Gather each line of the entries below that contains the string "water". Case matters.

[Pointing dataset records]
- - - - - - -

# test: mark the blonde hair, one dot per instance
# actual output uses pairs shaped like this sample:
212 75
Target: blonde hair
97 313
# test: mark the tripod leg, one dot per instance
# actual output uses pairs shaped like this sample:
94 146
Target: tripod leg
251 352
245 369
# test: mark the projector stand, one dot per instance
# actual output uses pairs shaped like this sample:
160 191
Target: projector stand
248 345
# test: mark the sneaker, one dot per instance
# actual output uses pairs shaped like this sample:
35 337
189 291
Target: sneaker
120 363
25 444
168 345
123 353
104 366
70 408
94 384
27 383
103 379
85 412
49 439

- - - - - - -

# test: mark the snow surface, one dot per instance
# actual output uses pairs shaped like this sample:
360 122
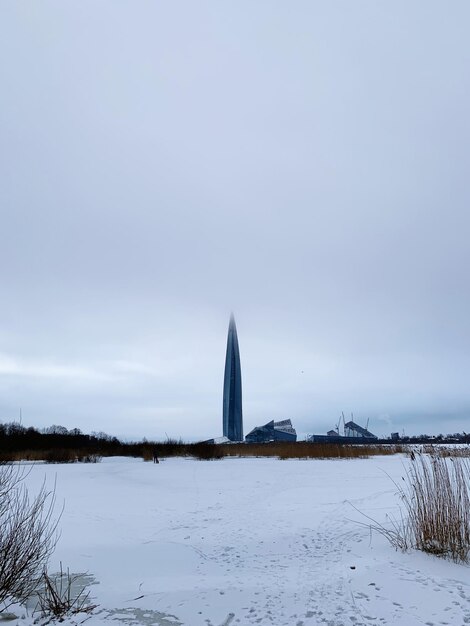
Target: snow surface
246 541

- - - - - - -

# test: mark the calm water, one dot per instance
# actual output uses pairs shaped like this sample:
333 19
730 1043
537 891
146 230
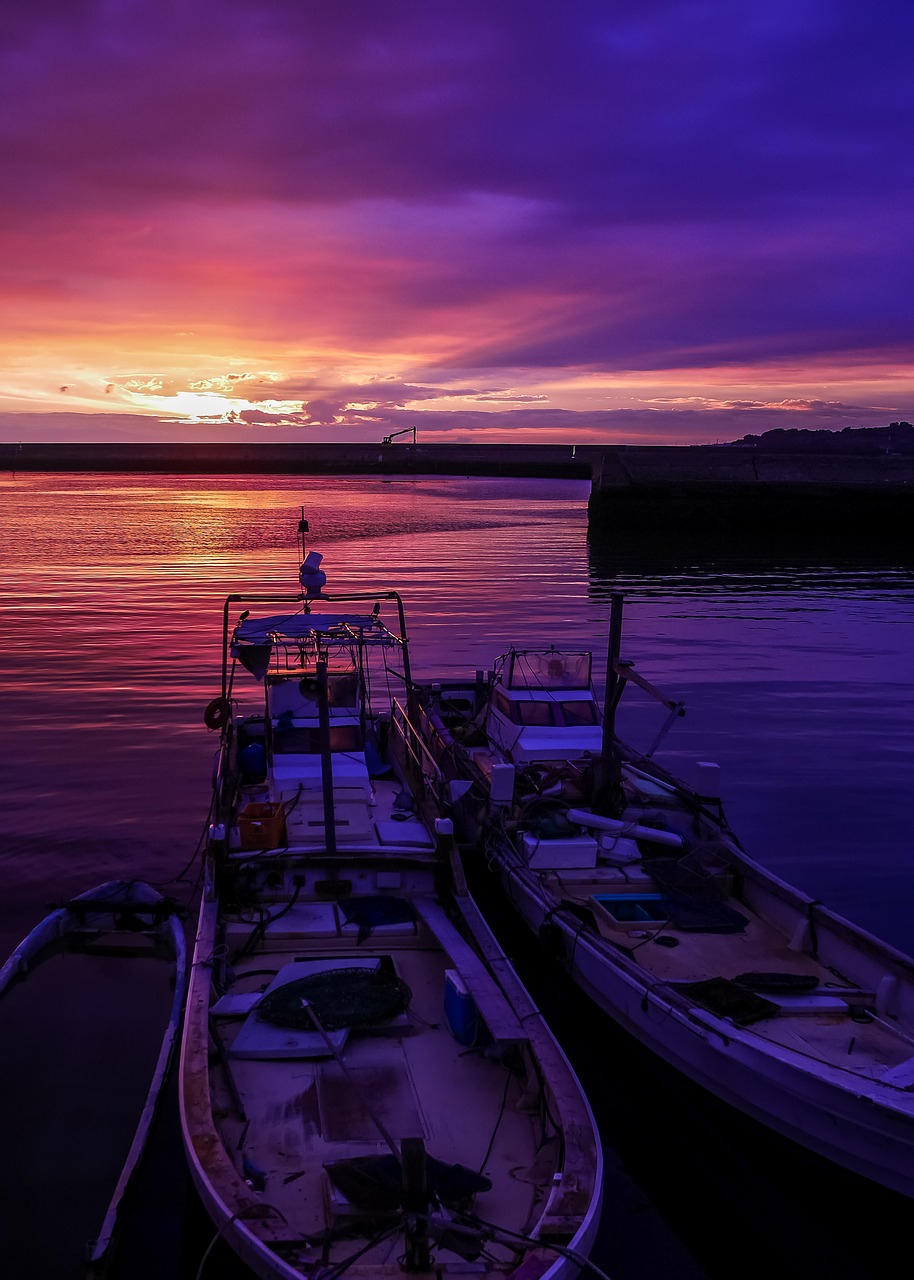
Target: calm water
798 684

- - - - - - -

● **ANSWER BELOW**:
# test: mark the calm water, one dot per instance
Target: calm water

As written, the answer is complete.